Print every row below word for word, without changing anything.

* start *

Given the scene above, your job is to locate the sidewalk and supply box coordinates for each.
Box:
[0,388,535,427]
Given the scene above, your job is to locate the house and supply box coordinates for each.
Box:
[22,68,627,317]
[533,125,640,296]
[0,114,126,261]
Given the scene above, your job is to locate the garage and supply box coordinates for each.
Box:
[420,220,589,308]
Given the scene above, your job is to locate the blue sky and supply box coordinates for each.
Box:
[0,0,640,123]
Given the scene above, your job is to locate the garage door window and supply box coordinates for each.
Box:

* end *

## [Finished task]
Given the scene above, your job is to locate the sidewalk and supply box coordinates for each.
Box:
[0,388,535,427]
Given the scene above, your job is to locate the house and supply box coordinates for each.
Box:
[22,68,627,317]
[533,125,640,296]
[0,114,126,261]
Given the scene above, your job is to locate the garage and supply box coordinates for each.
Box:
[420,220,589,308]
Given the scene above, your job is to locate the blue sky and supply box coordinates for each.
Box:
[0,0,640,123]
Given the scene above, your job is to locate the garage door window and supply box coordinates for each.
Box:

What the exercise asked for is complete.